>> START Task material

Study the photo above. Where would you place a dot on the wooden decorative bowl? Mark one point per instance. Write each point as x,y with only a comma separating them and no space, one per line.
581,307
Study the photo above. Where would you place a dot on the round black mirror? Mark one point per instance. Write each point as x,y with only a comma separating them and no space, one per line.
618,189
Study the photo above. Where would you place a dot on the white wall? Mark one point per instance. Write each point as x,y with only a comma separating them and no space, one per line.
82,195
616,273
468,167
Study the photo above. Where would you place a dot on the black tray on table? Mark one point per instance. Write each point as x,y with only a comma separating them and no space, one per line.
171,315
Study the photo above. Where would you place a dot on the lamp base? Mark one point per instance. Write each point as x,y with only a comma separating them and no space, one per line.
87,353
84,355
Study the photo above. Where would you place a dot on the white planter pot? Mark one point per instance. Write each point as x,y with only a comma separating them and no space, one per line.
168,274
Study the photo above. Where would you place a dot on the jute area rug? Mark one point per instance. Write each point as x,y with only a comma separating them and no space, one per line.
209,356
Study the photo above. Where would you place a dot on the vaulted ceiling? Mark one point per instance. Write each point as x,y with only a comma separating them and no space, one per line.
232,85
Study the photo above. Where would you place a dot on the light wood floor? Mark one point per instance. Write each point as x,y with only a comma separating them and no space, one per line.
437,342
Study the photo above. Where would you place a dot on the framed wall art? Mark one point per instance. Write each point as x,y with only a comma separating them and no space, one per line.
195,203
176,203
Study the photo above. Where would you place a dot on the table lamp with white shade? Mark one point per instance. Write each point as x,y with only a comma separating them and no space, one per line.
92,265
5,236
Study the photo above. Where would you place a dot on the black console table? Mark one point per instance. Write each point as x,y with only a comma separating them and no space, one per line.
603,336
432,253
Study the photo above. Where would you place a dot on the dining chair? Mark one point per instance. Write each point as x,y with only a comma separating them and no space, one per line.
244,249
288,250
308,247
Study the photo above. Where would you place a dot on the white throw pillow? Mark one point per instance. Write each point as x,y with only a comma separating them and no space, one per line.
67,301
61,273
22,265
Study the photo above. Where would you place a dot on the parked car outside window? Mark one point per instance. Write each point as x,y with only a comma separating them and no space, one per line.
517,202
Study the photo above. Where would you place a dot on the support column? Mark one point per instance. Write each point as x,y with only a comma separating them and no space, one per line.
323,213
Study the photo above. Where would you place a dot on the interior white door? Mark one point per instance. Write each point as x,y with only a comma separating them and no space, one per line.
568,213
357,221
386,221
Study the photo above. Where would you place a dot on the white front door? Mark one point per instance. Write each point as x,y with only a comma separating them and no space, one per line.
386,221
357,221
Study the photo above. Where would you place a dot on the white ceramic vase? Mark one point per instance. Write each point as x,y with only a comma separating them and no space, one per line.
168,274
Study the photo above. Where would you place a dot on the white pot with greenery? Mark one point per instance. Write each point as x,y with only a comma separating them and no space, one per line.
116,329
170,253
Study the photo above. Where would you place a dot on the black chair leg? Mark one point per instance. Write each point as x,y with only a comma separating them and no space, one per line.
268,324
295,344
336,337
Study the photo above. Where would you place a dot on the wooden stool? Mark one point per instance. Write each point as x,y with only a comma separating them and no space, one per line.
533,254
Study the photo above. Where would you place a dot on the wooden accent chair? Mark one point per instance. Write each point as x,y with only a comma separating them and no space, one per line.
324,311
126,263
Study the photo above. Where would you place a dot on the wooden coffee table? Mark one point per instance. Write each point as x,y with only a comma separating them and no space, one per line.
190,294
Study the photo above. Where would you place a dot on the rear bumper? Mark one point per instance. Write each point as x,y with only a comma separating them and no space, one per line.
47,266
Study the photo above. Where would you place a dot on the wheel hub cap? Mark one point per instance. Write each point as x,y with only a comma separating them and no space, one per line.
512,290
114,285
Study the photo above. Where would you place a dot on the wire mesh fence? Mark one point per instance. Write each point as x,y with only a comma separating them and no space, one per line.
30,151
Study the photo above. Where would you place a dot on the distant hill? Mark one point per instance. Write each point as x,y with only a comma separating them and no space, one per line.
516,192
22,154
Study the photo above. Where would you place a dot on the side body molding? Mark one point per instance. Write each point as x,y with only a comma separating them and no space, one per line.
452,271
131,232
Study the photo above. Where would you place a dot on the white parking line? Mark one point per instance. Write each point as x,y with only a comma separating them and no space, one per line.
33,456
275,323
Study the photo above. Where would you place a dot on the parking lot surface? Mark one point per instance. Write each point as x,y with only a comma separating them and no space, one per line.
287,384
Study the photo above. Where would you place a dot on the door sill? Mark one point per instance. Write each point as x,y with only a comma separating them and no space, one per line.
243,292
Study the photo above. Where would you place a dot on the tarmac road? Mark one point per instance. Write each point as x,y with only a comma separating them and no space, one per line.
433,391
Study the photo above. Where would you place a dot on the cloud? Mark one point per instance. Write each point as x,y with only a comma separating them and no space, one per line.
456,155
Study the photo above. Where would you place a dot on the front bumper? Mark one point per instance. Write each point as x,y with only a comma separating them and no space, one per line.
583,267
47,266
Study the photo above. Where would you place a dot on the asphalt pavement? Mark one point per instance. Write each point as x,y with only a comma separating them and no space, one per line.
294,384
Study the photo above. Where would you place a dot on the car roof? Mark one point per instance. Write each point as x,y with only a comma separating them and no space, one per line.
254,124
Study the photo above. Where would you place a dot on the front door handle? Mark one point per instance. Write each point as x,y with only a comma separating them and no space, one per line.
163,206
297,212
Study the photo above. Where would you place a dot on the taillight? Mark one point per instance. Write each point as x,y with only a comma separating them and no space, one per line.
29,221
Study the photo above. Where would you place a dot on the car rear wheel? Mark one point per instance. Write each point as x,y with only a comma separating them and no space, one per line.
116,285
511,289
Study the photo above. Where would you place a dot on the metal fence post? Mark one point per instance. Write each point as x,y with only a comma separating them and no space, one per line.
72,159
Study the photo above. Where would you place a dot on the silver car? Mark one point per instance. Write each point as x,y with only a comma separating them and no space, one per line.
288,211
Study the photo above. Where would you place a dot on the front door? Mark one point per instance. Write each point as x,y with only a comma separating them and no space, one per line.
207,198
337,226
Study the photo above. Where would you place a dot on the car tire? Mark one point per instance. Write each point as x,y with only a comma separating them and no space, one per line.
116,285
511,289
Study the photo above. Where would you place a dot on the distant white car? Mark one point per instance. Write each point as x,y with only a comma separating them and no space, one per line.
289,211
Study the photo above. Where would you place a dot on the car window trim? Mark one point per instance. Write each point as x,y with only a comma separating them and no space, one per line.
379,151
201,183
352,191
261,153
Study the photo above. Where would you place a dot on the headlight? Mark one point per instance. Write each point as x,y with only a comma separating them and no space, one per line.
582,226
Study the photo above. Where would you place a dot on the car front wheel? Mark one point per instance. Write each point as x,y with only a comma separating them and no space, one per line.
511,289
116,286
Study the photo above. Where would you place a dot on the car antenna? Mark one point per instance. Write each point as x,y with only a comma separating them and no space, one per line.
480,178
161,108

>> END Task material

• Written problem: Beginning with the line that contains "on the headlight?", repeat every line through the end of the records and nothing more.

• In response:
Study the photo above. Where would you place a dot on the headlight? Mark one point per instance. Write each point as x,y with only a comma separating them and no space, one per line.
582,226
Study the photo above. Where would you place a dot on the car front wheel? Mark one point per instance. Write each point as x,y with only a comma separating them and no space, one per line.
511,289
116,286
Study the photo above. Where would you place a dot on the car antenna? Mark one point per instance. Write each point as x,y with only a comma separating them and no space, one per line.
480,178
161,108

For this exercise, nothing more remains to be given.